==== ФРАГМЕНТ СТРАНИЦЫ ====

Что делает искушение искушением?
На пути наших выборов стоит контроль совести и разума. В совести заложены, с одной стороны, ценностные ориентиры (позитивная совесть), с другой – системы запретов и наказаний (негативная совесть). Разум взвешивает все за и против поступка, просчитывает негативные и позитивные последствия выбора. По сути, удовлетворение практически всех наших желаний может относиться к числу вполне нормальных целей любого человека. Вопрос лишь в том, как, ради чего и в каких контекстах эти цели достигаются.
Если возьмем знаменитую “лестницу потребностей” Абрахама Маслоу, то увидим, что каждому человеку свойственно стремиться к удовлетворению одних и тех же потребностей. Таковы, например, еда, секс, отношения, безопасность, успех, богатство, социальное положение, стремление проявить себя.
Кто-то сказал, что с годами начинаешь называть искушением то, что прежде счел бы просто удачным случаем. То есть, если раньше человек просто использовал бы выпавшую возможность и удовлетворил бы своё желание, то с какого-то момента удовлетворение подобного желания будет уже не желательно или поставлено под запрет. Это говорит о том, что искушение делает искушением именно знание о том, что можно, а что нельзя; что хорошо, а что плохо; что есть добро и что есть зло.
В принципе, можно утверждать, что искушением каждый человек будет считать то, что он считает для себя не разрешенным. Даже если речь идет о запретах, которые приняты в обществе, они не будут таковыми для человека, если он не примет их внутренне, не согласится с тем (пусть и чисто формально), что это (в принципе!) "НЕЛЬЗЯ".
То есть, я хочу сказать, что принятые в обществе нормы и правила лишь тогда могут стать источником искушения, когда человек признает для себя, так сказать, легитимность запрета. Нарушение такого запрета как действие безнравственное будет вызывать в человеке МОРАЛЬНЫЕ ЧУВСТВА, важнейшим из которых будет чувство стыда. Иными словами, человек, совершая поступки, не соответствующие принятым им (пусть и в самом малом объеме и лишь формально) нормам поведения, будет как бы загрязнять "светлый образ" самого себя. Ведь, признавая запреты, человек как бы берет на себя обязательство быть таким-то и таким-то, то есть соответствовать своему представлению о себе "любимом и хорошем".

====

ЗАДАНИЯ
1/ Согласуются ли с фрагментом об искушении следующие утверждения? (a) Разум просчитывает негативные и позитивные последствия выбора. (b) Принятые в обществе запреты становятся источником искушения независимо от того, принимает ли их человек внутренне. (c) Важнейшим из моральных чувств названо чувство вины. На каждое ответьте «да» или «нет» и приведите точную цитату из фрагмента, которая это решает.
2/ Подхватите фрагмент об искушении и продолжите его с предложения, которое следует за последним приведенным.

==== ИСХОДНЫЕ ДАННЫЕ ====

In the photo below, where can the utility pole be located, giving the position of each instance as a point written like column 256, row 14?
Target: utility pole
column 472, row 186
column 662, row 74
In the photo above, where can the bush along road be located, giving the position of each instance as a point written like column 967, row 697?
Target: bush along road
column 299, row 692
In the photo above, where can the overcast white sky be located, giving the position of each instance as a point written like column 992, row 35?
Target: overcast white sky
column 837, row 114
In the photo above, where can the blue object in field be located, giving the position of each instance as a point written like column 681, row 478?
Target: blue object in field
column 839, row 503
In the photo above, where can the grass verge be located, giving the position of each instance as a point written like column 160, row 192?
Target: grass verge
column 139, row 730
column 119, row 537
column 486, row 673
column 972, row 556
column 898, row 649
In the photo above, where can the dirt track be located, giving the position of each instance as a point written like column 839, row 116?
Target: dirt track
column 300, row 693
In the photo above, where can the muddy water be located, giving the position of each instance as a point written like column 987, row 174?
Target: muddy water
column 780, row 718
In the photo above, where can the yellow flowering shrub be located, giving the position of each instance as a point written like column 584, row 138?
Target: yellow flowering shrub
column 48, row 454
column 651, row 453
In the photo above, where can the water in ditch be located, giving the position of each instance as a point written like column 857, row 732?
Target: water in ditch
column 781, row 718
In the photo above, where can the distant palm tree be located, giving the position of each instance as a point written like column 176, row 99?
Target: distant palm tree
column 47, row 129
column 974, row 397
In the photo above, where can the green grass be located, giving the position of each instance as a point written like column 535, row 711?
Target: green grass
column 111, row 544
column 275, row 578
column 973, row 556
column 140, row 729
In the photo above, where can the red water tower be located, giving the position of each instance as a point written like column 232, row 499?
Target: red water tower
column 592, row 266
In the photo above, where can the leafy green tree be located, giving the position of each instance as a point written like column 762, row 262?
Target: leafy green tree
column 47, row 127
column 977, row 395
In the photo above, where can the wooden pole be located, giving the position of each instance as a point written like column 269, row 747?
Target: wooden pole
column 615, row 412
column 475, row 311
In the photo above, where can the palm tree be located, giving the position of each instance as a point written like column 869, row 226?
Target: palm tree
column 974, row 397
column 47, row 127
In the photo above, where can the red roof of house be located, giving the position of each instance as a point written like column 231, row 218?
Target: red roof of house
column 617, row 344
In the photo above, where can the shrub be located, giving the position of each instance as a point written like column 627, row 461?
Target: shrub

====

ОТВЕТЫ ПО ЗАДАНИЯМ
1/
(a) Да: «Разум взвешивает все за и против поступка, просчитывает негативные и позитивные последствия выбора».
(b) Нет: «они не будут таковыми для человека, если он не примет их внутренне».
(c) Нет: «важнейшим из которых будет чувство стыда».

2/
Необходимо оговориться, что искушением будет не только нарушение запрета, но и неисполнение заповеди (какого-либо требования), то есть несовершение поступка, который ожидается от человека в данной ситуации. Здесь источник искушения будет внутри самого человека. Ими будут лень, страх, стяжательство - то есть возможные выгоды "недействия" в требуемом направлении. При этом человек, если он (как и в случае запрета) признал в какой-то мере легитимность заповеди, будет сталкиваться все с теми же моральными эмоциями.
Таким образом, и запрет, и требование могут превратиться в искушения, поддавшись которому, человек столкнется с чувством стыда. Если же человек ощущает, что своим поступком (или бездействием) он нанес вред не только своему образу (или, говоря современным языком, имиджу), но и другому человеку, то ему грозит подвергнуться и чувству вины (ведь в этом случае налицо несправедливый по отношению к другому поступок).
Если запреты и заповеди (что, в основном, маловероятно) взрослому человеку вовсе неизвестны, то и действие против них для него никак не может явиться искушением. Здесь речь может идти лишь об удовлетворении сиюминутных побуждений и желаний. А какой ценой это достигается - в данном случае это может либо вообще не интересовать человека, либо все значение его поступка может раскрыться для него позже. А на момент своего выбора человек просто не видит всех его возможных последствий.
С другой стороны, если человек знает о запретах и требованиях и обо всех последствиях их нарушения, но не признает их в принципе (то есть они являются для него лишь пустым звуком), то его действия вопреки этим правилам будут неким азартным приключением.
Ну, например, возьмем правило "не укради". Если нам нужно что-то, принадлежащее другому, и мы знаем, что красть порядочному человеку не пристало, то мы воздержимся от того, чтобы присвоить себе чужое.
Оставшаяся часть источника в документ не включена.